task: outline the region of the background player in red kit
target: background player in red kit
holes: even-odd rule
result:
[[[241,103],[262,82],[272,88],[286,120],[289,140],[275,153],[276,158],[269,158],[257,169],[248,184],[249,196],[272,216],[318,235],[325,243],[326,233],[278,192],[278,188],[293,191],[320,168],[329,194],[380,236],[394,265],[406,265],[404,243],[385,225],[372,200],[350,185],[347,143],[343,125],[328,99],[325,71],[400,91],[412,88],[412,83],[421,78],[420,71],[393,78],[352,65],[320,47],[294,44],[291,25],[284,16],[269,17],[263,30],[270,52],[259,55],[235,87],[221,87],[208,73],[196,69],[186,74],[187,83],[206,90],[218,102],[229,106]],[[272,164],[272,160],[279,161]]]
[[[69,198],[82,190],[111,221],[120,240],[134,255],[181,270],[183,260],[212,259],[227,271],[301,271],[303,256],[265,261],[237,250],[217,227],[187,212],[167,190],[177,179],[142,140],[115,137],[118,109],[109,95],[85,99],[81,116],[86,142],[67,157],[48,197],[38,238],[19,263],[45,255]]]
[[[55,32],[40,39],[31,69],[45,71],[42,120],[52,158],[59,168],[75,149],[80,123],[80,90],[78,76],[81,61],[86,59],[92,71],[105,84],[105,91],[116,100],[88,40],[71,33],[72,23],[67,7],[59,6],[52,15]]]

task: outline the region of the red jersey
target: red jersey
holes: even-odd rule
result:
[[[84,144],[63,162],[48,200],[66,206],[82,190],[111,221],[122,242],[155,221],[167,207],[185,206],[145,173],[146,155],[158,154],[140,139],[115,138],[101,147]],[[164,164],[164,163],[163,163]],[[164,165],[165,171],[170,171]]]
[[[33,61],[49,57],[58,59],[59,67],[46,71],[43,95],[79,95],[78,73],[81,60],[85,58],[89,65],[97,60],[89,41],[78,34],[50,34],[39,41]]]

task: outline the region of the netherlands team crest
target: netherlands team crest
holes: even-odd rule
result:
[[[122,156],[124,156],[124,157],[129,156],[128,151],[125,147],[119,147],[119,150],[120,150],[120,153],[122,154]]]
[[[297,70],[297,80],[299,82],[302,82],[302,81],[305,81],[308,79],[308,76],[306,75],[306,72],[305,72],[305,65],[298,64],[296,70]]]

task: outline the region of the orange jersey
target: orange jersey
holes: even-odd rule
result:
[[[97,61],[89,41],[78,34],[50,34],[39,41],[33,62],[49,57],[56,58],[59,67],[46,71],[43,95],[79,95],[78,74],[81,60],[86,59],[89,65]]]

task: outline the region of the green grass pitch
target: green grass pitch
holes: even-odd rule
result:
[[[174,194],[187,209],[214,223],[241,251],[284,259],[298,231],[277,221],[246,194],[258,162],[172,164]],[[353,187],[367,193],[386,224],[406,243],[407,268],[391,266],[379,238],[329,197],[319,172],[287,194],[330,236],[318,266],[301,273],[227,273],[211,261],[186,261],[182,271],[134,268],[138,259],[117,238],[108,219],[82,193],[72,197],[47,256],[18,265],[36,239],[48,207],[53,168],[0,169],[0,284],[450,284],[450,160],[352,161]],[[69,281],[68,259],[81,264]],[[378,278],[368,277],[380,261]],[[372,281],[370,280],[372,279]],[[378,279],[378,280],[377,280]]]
________
» Problem
Word for word, every record must be given again.

» Answer
task: outline the region of the background player in red kit
target: background player in red kit
holes: even-odd rule
result:
[[[241,103],[262,82],[272,88],[286,120],[289,140],[275,153],[276,158],[269,158],[257,169],[248,184],[249,196],[272,216],[318,235],[325,243],[326,233],[278,192],[278,188],[293,191],[320,168],[329,194],[380,236],[394,265],[406,265],[404,243],[385,225],[372,200],[350,185],[347,143],[343,125],[328,99],[325,71],[400,91],[412,88],[412,83],[421,78],[420,71],[393,78],[352,65],[320,47],[294,44],[291,25],[284,16],[269,17],[263,30],[270,52],[259,55],[235,87],[221,87],[208,73],[196,69],[186,74],[187,83],[206,90],[218,102],[229,106]],[[272,164],[272,160],[279,161]]]
[[[69,198],[82,190],[111,221],[120,240],[134,255],[181,270],[183,260],[212,259],[227,271],[301,271],[303,256],[265,261],[237,250],[217,227],[187,212],[167,190],[177,179],[142,140],[115,137],[118,109],[109,95],[85,99],[81,116],[86,142],[67,157],[48,197],[38,238],[19,263],[45,255]]]
[[[55,32],[40,39],[31,69],[45,71],[42,120],[52,158],[59,168],[75,149],[80,123],[80,90],[78,76],[81,61],[86,59],[92,71],[105,84],[105,91],[116,100],[88,40],[71,33],[72,23],[67,7],[59,6],[52,15]]]

task: outline the region of the red jersey
target: red jersey
holes: even-odd rule
result:
[[[84,144],[63,162],[48,200],[66,206],[82,190],[111,221],[122,242],[155,221],[167,207],[185,206],[145,173],[146,155],[158,154],[140,139],[115,138],[101,147]],[[164,164],[164,163],[163,163]],[[164,165],[165,171],[170,171]]]
[[[33,61],[49,57],[58,59],[59,67],[46,71],[43,95],[79,95],[78,73],[81,60],[85,58],[89,65],[97,60],[89,41],[78,34],[50,34],[39,41]]]

task: outline the region of the netherlands team crest
target: netherlands team crest
holes: even-odd rule
result:
[[[122,156],[124,156],[124,157],[129,156],[128,151],[125,147],[119,147],[119,150],[120,150],[120,153],[122,154]]]
[[[297,70],[297,80],[299,82],[302,82],[302,81],[305,81],[308,79],[308,76],[306,75],[306,72],[305,72],[305,65],[298,64],[296,70]]]

task: outline the region of the orange jersey
target: orange jersey
holes: even-odd rule
result:
[[[97,61],[89,41],[78,34],[50,34],[39,41],[33,62],[49,57],[56,58],[59,67],[46,71],[43,95],[79,95],[78,74],[81,60],[86,59],[89,65]]]

task: outline the region of the green grass pitch
target: green grass pitch
holes: even-odd rule
result:
[[[174,194],[187,209],[214,223],[241,251],[284,259],[298,231],[277,221],[246,194],[258,162],[172,164]],[[353,187],[367,193],[386,224],[406,243],[407,268],[391,266],[379,238],[329,197],[319,172],[287,194],[330,236],[318,266],[301,273],[227,273],[211,261],[186,261],[182,271],[134,268],[138,259],[117,238],[108,219],[82,193],[72,197],[47,256],[18,265],[36,239],[48,207],[53,168],[0,169],[0,284],[450,284],[450,160],[352,161]],[[69,281],[68,259],[81,264]],[[378,278],[368,277],[380,261]],[[372,281],[370,280],[372,279]],[[378,279],[378,280],[377,280]]]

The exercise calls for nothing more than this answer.